● Data supplied
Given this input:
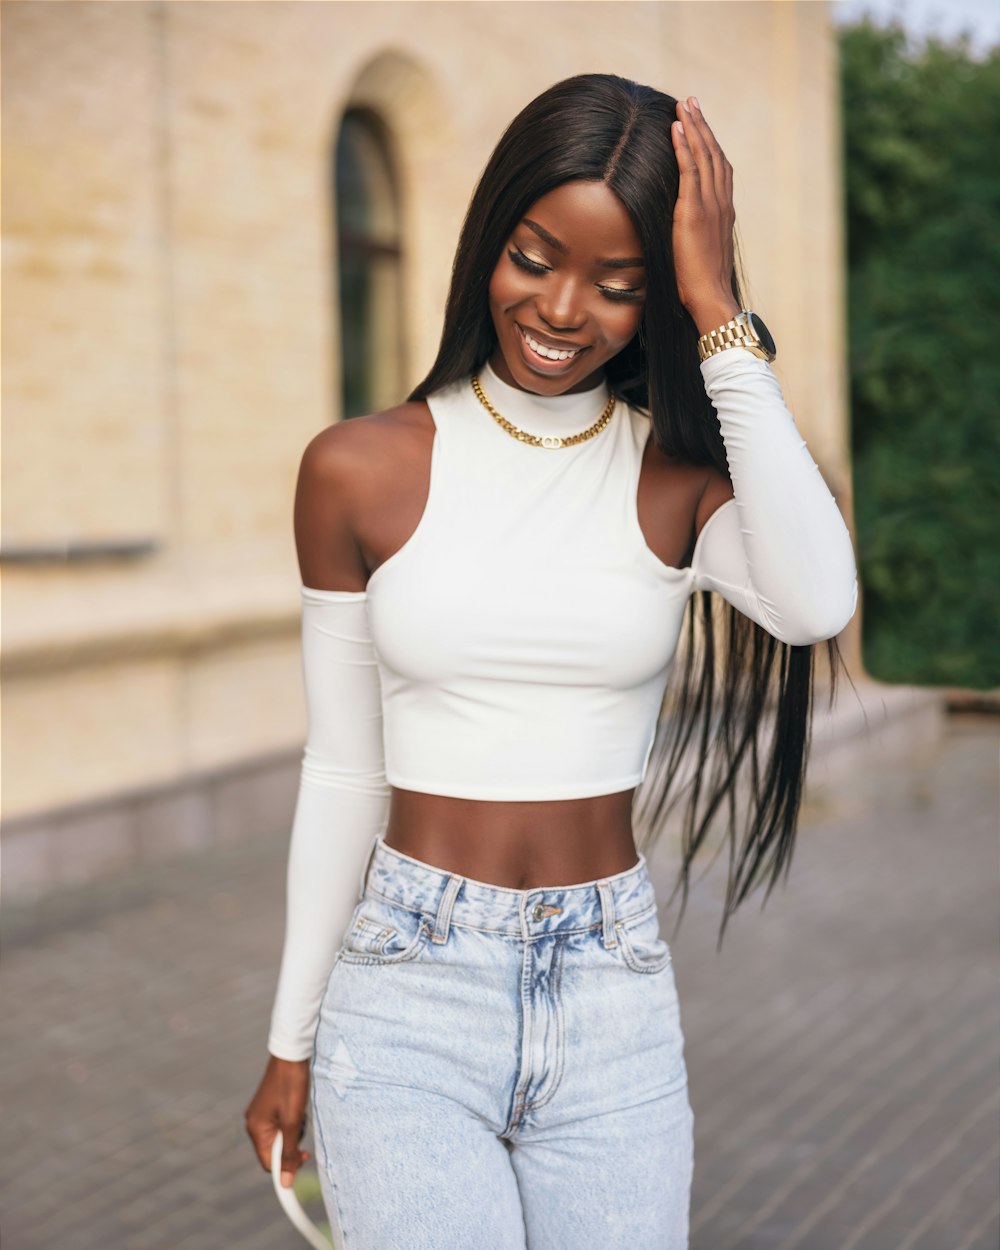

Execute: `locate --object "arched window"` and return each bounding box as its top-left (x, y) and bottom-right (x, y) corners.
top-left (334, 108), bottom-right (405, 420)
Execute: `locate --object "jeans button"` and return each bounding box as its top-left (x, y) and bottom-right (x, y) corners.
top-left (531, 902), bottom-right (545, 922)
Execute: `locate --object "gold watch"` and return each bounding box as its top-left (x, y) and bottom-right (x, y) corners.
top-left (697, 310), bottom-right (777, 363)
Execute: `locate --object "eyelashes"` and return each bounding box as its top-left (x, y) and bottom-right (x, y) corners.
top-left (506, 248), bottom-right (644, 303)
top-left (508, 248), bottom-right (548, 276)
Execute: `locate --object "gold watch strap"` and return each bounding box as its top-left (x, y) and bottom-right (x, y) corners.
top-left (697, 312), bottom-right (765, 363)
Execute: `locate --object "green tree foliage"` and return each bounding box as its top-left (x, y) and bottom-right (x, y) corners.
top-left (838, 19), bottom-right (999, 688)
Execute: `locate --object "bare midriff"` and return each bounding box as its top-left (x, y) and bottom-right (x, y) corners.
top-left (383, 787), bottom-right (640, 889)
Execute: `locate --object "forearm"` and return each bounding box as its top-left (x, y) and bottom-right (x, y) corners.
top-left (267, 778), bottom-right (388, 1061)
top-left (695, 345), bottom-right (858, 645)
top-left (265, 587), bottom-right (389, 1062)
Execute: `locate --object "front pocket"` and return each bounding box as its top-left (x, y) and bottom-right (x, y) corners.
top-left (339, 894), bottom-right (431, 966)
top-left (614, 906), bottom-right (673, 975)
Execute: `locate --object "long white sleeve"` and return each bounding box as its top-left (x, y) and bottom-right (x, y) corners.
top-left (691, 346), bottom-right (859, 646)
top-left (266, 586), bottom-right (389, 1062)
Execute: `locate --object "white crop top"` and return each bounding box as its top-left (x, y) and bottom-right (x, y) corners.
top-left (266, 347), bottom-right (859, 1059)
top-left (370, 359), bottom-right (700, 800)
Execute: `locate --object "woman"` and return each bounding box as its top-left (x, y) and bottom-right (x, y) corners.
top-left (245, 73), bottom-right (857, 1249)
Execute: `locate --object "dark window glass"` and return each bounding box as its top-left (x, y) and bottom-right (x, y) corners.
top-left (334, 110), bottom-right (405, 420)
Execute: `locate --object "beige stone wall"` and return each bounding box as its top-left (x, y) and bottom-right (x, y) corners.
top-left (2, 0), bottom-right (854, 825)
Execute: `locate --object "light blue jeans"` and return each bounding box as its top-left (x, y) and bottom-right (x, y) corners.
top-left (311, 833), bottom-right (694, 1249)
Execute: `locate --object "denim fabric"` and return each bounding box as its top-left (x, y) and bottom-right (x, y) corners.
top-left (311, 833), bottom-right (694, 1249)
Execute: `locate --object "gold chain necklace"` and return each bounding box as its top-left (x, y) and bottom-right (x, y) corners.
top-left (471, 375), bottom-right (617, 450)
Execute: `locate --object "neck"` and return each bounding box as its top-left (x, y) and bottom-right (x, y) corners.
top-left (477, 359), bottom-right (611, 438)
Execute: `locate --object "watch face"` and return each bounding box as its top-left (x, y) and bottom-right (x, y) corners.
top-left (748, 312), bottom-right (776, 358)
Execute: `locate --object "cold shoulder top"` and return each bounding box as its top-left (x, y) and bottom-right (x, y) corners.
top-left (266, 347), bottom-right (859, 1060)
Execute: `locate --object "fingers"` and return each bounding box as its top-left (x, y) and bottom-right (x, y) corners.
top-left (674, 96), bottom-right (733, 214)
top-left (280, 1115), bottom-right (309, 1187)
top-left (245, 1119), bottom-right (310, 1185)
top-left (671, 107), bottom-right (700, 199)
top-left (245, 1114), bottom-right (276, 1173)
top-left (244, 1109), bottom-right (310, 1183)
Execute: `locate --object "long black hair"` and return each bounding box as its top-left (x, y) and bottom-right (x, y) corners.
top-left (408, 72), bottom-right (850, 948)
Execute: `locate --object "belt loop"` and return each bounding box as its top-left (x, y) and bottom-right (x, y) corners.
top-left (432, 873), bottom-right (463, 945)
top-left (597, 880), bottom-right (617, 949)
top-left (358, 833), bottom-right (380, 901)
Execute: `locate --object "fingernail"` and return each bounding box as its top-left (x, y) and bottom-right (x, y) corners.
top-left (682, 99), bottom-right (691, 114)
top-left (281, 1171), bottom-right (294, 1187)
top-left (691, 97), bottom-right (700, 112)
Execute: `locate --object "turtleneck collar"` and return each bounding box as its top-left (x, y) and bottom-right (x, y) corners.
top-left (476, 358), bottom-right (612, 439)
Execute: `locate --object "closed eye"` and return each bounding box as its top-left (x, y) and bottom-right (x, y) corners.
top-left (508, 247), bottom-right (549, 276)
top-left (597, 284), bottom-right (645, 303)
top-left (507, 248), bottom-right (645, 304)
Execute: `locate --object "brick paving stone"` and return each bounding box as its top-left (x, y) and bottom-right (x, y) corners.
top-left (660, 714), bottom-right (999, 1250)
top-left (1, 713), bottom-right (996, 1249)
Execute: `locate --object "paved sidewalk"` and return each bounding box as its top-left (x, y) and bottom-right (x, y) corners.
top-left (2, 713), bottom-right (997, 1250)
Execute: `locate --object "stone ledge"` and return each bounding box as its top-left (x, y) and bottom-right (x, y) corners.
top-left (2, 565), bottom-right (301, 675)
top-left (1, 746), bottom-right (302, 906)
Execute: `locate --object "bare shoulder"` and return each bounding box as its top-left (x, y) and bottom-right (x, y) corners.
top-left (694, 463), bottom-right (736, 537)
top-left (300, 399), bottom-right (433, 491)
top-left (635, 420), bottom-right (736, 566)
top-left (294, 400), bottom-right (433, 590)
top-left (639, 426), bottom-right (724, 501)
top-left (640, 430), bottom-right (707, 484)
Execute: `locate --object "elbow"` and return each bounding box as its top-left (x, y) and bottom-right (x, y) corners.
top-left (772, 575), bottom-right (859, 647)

● Instructions to follow
Every line of the listing should be copied precisely, with images omitted.

● Written response
Given this input:

Execute: `locate --object "arched window"` and return each bounding box as its top-left (x, y) and bottom-right (x, y) corners.
top-left (334, 108), bottom-right (405, 420)
Execute: `locate --object "jeans button"` and return each bounding box as its top-left (x, y) and bottom-right (x, y) corners.
top-left (531, 902), bottom-right (545, 922)
Execute: `locate --object "gold watch"` and return each bounding box as its top-left (x, y) and bottom-right (x, y) corners.
top-left (697, 310), bottom-right (777, 363)
Execute: `locate --object "eyelashes"` and return each bounding box as its top-left (x, y) and bottom-right (x, y) corners.
top-left (506, 248), bottom-right (644, 303)
top-left (508, 248), bottom-right (548, 276)
Execute: `locate --object "gold watch strap"` and return each bounding box as its top-left (x, y) and bottom-right (x, y) corners.
top-left (697, 312), bottom-right (765, 363)
Execute: `locate --object "green tree foliage"` and return each bounding box as its top-left (x, y) and bottom-right (x, y) corners.
top-left (838, 19), bottom-right (999, 688)
Execute: `locate --object "bare midriff"` and return each bounding box as its top-left (x, y) and bottom-right (x, y) corners.
top-left (383, 787), bottom-right (640, 889)
Execute: `locate --object "forearm"` and return each bounding box as its top-left (x, y) and bottom-right (x, y) corners.
top-left (267, 778), bottom-right (388, 1061)
top-left (695, 345), bottom-right (858, 645)
top-left (265, 587), bottom-right (389, 1062)
Execute: `locate --object "front pocket"` and return each bounding box as its top-left (x, y) and bottom-right (x, y) corners.
top-left (339, 894), bottom-right (431, 966)
top-left (614, 906), bottom-right (673, 975)
Execute: `locate --object "long white sleeve"` and return each bounding box as its top-left (x, y) and bottom-right (x, y) corners.
top-left (691, 346), bottom-right (859, 646)
top-left (266, 586), bottom-right (389, 1062)
Execute: `locate --object "white crop top"` and return each bounding box as its top-left (x, y) and bottom-right (x, y) corners.
top-left (266, 347), bottom-right (859, 1059)
top-left (370, 359), bottom-right (700, 800)
Execute: `locate --object "woman"` and return each bounding box as its top-left (x, y) and bottom-right (x, y) corners.
top-left (245, 73), bottom-right (857, 1249)
Execute: `locate --object "dark window glass"` and return each bounding box as its top-left (x, y) and bottom-right (x, y) corners.
top-left (334, 110), bottom-right (405, 420)
Execute: `locate --object "beige stone wall"` and return each bounding box as its top-left (x, y) and bottom-right (x, y) corners.
top-left (2, 0), bottom-right (854, 825)
Execute: `locate --object "light blue jeans"` and return each bounding box as its top-left (x, y) and bottom-right (x, y) corners.
top-left (311, 833), bottom-right (694, 1249)
Execute: `locate --object "denim fabric"` and return each bounding box as its top-left (x, y) and bottom-right (x, y) corners.
top-left (311, 833), bottom-right (694, 1249)
Execute: `locate --object "gold chain necklace"` and return each bounding box as its top-left (x, y) and bottom-right (x, y) corners.
top-left (471, 375), bottom-right (617, 450)
Execute: `locate --object "neck"` and return each bounding box as its top-left (x, y) and bottom-right (x, y) corners.
top-left (477, 359), bottom-right (611, 438)
Execute: `locate --object "watch face"` and return each bounding box as its top-left (x, y) and bottom-right (x, y) corners.
top-left (748, 312), bottom-right (776, 358)
Execute: `locate --object "cold shoulder top"` and return each bounding box as its top-left (x, y) and bottom-right (x, y) corners.
top-left (266, 347), bottom-right (859, 1060)
Execute: `locate --object "fingers"` and return each bounding box as its top-left (x, y) and bottom-right (x, y) corners.
top-left (674, 96), bottom-right (733, 214)
top-left (280, 1115), bottom-right (309, 1187)
top-left (245, 1119), bottom-right (310, 1185)
top-left (671, 107), bottom-right (700, 199)
top-left (245, 1114), bottom-right (276, 1173)
top-left (244, 1109), bottom-right (310, 1183)
Execute: `locate --object "long black hair"` and return each bounding box as its top-left (x, y) and bottom-right (x, y) corners.
top-left (408, 72), bottom-right (850, 948)
Execute: `locate --object "belt loop"` and return each bounding box as its top-left (x, y) and bottom-right (x, y) corners.
top-left (432, 873), bottom-right (463, 945)
top-left (597, 880), bottom-right (617, 949)
top-left (358, 833), bottom-right (380, 901)
Execute: `locate --object "fingernail"` and return each bounding box as its top-left (x, y) and bottom-right (x, y) corners.
top-left (682, 99), bottom-right (691, 114)
top-left (281, 1171), bottom-right (294, 1187)
top-left (691, 97), bottom-right (700, 112)
Execute: `locate --object "turtleneck collar"` and return each bounding box as its top-left (x, y) and bottom-right (x, y) corners.
top-left (476, 358), bottom-right (612, 439)
Execute: `locate --object "closed eye"` and return each bounding box as its top-left (x, y) and bottom-right (x, y) corners.
top-left (508, 247), bottom-right (549, 276)
top-left (597, 284), bottom-right (645, 303)
top-left (507, 248), bottom-right (645, 304)
Execute: `locate --object "brick paving stone"` and return each bounding box as its top-left (x, y) and bottom-right (x, y) corners.
top-left (660, 714), bottom-right (999, 1250)
top-left (1, 713), bottom-right (996, 1249)
Execute: `locate --object "paved sidewalk"` and return each bounding box as its top-left (x, y) and bottom-right (x, y) corners.
top-left (2, 713), bottom-right (997, 1250)
Execute: `locate --object "stone ledge"` and return each bounding box as its top-left (x, y) and bottom-right (x, y) corners.
top-left (2, 565), bottom-right (301, 675)
top-left (1, 746), bottom-right (302, 906)
Execute: `locate --object "bare shoulder"` and return each bounding box as its top-left (x, y) and bottom-right (x, y) corners.
top-left (694, 463), bottom-right (736, 537)
top-left (300, 399), bottom-right (433, 491)
top-left (635, 420), bottom-right (736, 566)
top-left (294, 400), bottom-right (433, 590)
top-left (639, 426), bottom-right (724, 501)
top-left (640, 430), bottom-right (707, 484)
Execute: `locate --object "elbow"` and return each bounding box as its top-left (x, y) and bottom-right (x, y) corners.
top-left (772, 575), bottom-right (859, 647)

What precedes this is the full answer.